**Texto de la página:**

Les escucho y no puedo evitar pensar que cuando Diego de Almagro cruzó el desierto de Atacama, achicharrando a sus tropas bajo un sol inclemente, dejando un regadero de yanaconas que morían de hambre y sed, un rastro de llamas mal comidas y desangradas, por sus sueños de encontrar el oro del Dorado, les impuso marcha forzada, en la adversidad de un ambiente hostil y desconocido y nos maldijo como nación y como pueblo, condenándonos a una existencia de catástrofes e inmensos sacrificios, para lograr establecernos en este lado del Edén; a un empezar siempre de cero, en medio de los peores escenarios, forjando esta patria vasta y contrastante.
Desde los albores de la conquista, terremotos, inundaciones, tsunamis, erupciones volcánicas y otra serie de desastres, que nadie nombra, pero todos recuerdan, han moldeado el espíritu de este país. No ha habido tribu originaria o inmigrante que no haya sufrido el rigor de la naturaleza y que no haya luchado con denuedo por permanecer aquí.

[Datos de localización con un punto por instancia]

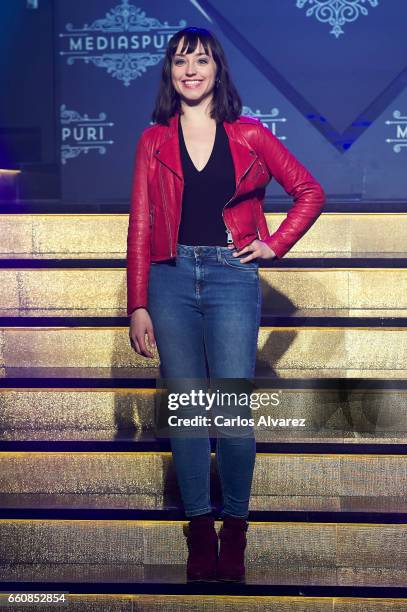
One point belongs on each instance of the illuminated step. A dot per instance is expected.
(225, 603)
(359, 414)
(283, 553)
(60, 291)
(301, 482)
(74, 235)
(282, 351)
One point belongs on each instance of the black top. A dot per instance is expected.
(206, 192)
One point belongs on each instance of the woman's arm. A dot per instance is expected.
(309, 197)
(138, 235)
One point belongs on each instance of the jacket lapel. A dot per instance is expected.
(168, 151)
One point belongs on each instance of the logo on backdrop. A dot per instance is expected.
(125, 42)
(270, 120)
(336, 12)
(81, 134)
(400, 123)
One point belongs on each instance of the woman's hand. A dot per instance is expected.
(257, 248)
(140, 325)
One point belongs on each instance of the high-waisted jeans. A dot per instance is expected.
(205, 307)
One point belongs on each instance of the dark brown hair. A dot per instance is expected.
(227, 104)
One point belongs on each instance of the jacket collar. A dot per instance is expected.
(169, 151)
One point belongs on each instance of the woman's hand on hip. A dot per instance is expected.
(255, 249)
(140, 327)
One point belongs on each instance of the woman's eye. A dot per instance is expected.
(179, 62)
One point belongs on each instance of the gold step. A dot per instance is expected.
(316, 553)
(223, 603)
(74, 235)
(331, 415)
(60, 292)
(283, 351)
(147, 480)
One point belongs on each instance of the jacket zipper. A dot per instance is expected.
(165, 208)
(229, 233)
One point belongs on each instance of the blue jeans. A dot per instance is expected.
(205, 307)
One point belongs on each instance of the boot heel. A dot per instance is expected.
(233, 541)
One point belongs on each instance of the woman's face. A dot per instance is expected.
(193, 74)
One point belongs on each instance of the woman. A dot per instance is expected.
(196, 234)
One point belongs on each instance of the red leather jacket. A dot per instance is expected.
(156, 198)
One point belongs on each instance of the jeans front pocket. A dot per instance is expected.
(234, 262)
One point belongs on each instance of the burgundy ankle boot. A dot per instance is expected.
(202, 541)
(232, 536)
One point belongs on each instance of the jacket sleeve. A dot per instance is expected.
(138, 235)
(308, 195)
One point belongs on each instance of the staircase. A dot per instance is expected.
(88, 495)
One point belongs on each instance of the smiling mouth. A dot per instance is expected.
(192, 83)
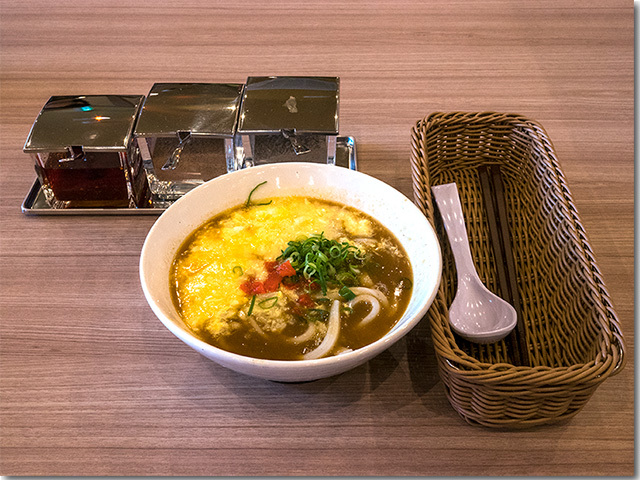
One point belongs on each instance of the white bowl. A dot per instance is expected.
(366, 193)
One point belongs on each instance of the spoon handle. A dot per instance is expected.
(448, 201)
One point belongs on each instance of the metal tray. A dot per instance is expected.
(35, 203)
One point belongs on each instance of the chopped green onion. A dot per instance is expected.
(248, 204)
(268, 303)
(253, 302)
(346, 293)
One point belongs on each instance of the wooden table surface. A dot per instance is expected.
(91, 383)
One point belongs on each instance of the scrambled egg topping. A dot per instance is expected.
(207, 277)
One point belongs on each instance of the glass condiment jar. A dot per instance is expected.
(83, 154)
(185, 134)
(288, 119)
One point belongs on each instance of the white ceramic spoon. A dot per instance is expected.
(475, 314)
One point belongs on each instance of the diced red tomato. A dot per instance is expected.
(272, 282)
(252, 287)
(275, 273)
(270, 266)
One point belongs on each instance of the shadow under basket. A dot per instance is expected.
(570, 336)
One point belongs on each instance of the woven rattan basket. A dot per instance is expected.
(572, 337)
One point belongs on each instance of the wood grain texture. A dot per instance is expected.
(90, 381)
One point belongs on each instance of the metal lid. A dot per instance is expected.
(298, 104)
(93, 122)
(200, 108)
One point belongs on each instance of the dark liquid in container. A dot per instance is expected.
(88, 186)
(94, 180)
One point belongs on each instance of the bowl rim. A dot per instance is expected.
(227, 358)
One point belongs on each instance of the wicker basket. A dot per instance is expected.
(572, 336)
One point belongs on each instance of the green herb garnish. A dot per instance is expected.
(346, 293)
(326, 262)
(248, 203)
(268, 303)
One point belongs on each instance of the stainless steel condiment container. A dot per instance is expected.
(83, 154)
(287, 119)
(185, 133)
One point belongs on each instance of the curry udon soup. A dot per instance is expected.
(291, 278)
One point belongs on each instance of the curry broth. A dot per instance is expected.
(218, 260)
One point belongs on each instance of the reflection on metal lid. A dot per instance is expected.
(298, 104)
(94, 122)
(200, 108)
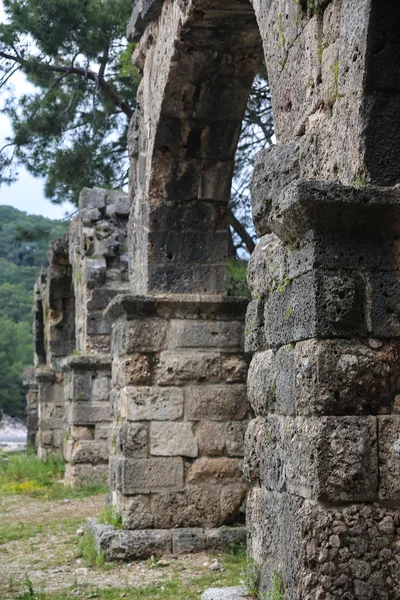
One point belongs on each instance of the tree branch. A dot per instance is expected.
(86, 74)
(240, 230)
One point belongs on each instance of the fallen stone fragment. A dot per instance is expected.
(232, 593)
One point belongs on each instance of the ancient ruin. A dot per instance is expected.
(322, 454)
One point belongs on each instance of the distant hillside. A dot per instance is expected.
(24, 240)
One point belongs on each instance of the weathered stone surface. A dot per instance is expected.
(343, 377)
(87, 451)
(131, 439)
(261, 384)
(135, 511)
(86, 474)
(227, 336)
(188, 540)
(175, 368)
(215, 471)
(323, 548)
(216, 402)
(131, 370)
(139, 335)
(389, 457)
(274, 169)
(150, 403)
(234, 369)
(231, 593)
(338, 458)
(173, 439)
(129, 545)
(196, 506)
(136, 476)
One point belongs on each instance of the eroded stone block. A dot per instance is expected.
(216, 402)
(173, 439)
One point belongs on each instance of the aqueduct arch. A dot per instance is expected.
(321, 458)
(183, 140)
(322, 453)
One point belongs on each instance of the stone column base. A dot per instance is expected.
(130, 544)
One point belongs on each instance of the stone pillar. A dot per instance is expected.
(322, 454)
(179, 398)
(50, 413)
(87, 419)
(54, 331)
(100, 271)
(179, 418)
(31, 410)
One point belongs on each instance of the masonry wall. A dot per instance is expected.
(54, 328)
(321, 455)
(179, 411)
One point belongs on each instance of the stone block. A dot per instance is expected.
(82, 413)
(188, 540)
(135, 511)
(89, 451)
(131, 439)
(255, 330)
(173, 439)
(131, 370)
(328, 459)
(215, 471)
(343, 377)
(138, 476)
(234, 369)
(196, 506)
(90, 198)
(211, 436)
(265, 267)
(261, 382)
(138, 335)
(324, 550)
(216, 335)
(175, 368)
(235, 432)
(232, 499)
(225, 537)
(102, 432)
(389, 458)
(150, 403)
(96, 324)
(274, 169)
(216, 402)
(117, 544)
(94, 272)
(317, 304)
(86, 474)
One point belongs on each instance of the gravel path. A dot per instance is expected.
(49, 558)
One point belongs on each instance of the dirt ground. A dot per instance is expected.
(47, 552)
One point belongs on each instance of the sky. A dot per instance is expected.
(27, 193)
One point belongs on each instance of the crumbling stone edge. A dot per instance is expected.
(120, 544)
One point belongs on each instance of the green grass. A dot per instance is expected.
(88, 552)
(23, 473)
(172, 588)
(21, 531)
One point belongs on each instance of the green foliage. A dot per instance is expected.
(72, 128)
(88, 552)
(20, 260)
(24, 474)
(237, 283)
(251, 579)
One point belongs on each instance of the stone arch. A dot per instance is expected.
(184, 137)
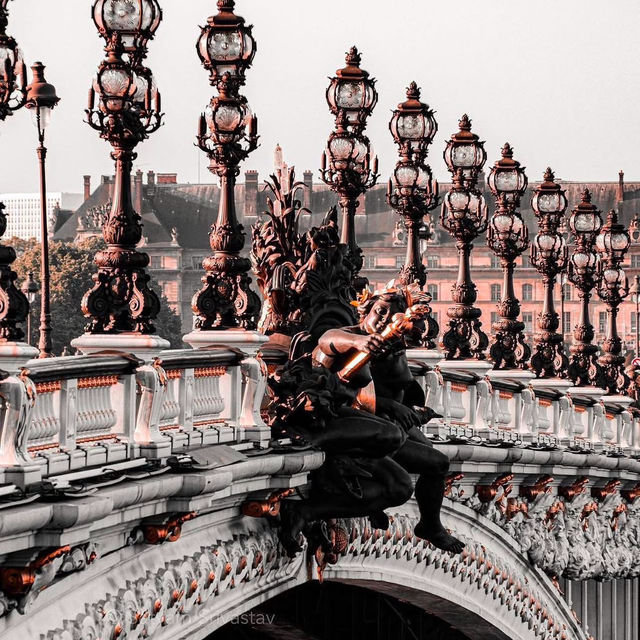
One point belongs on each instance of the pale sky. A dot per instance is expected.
(558, 79)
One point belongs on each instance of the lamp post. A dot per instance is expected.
(42, 99)
(549, 255)
(346, 165)
(585, 223)
(412, 192)
(612, 244)
(13, 96)
(227, 133)
(464, 216)
(30, 289)
(508, 238)
(128, 110)
(634, 290)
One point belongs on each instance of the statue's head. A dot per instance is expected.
(377, 310)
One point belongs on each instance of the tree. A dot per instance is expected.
(72, 268)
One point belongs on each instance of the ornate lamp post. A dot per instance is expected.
(42, 99)
(127, 112)
(549, 255)
(612, 244)
(464, 216)
(412, 191)
(346, 164)
(634, 290)
(508, 238)
(13, 95)
(585, 224)
(30, 289)
(227, 133)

**Instrucciones:**
1. Cita del texto sobre Diego de Almagro y los desastres del país el fragmento que empieza en las palabras "Desde los albores" y termina después de "por permanecer aquí.".
2. Escribe lo que sigue en el texto sobre Diego de Almagro y los desastres del país, a partir de su última oración.
Las líneas no son necesarias.

**Respuestas:**
1.
Desde los albores de la conquista, terremotos, inundaciones, tsunamis, erupciones volcánicas y otra serie de desastres, que nadie nombra, pero todos recuerdan, han moldeado el espíritu de este país. No ha habido tribu originaria o inmigrante que no haya sufrido el rigor de la naturaleza y que no haya luchado con denuedo por permanecer aquí.

2.
Los antiguos cuentos de los mapuches hablaban sobre tremendas nevadas para apagar los fuegos que venían de la tierra, expulsando cenizas y calamidades a sus cosechas y sus hijos. Desde entonces y después de tantas maldiciones de Almagro por no alcanzar su sueño, es que hemos sido acostumbrados al rigor y a empezar desde la catástrofe, juntando humildemente lo que la naturaleza nos ha dejado, limpiando, reparando y dándonos ánimos los unos a los otros, «hay que tirar para arriba».
En medio de la desesperación y el desastre, lo que necesita el espíritu de Chile más que nada en este mundo, es ESPERANZA, un corazón sincero que le mire a los ojos y le diga que todo se resolverá. Una mano amiga que le ayude a levantarse, después de que ha sido pateado en el suelo, por enésima vez, por los salvajes elementos que constituyen la magia innegable de este país, los mismos que hacen que nos aferremos con uñas y dientes a él, que no nos rinda la adversidad y que podamos confiar en un mañana en que tendremos que partir de cero, es cierto, pero ¡qué diablos! si así son las cosas, si tenemos suerte de estar vivos y hay otros que sí han sufrido, como le dijeron los habitantes de Constitución, el epicentro del tsunami, a la periodista que los miraba incrédula. Como le dijeron los habitantes del Santiago cubierto de polvo y de rodillas, a la radio, el año 1985 y como declararon, en susurros, los valdivianos, a los diarios, después del maremoto del 60. Estamos acostumbrados. Así ha sido siempre. Su voz ha sido igual a la voz de miles que pasaron esta catástrofe y ahora están aguantando en sus casas o en lo que queda de ellas, la llegada de alimentos de primera necesidad.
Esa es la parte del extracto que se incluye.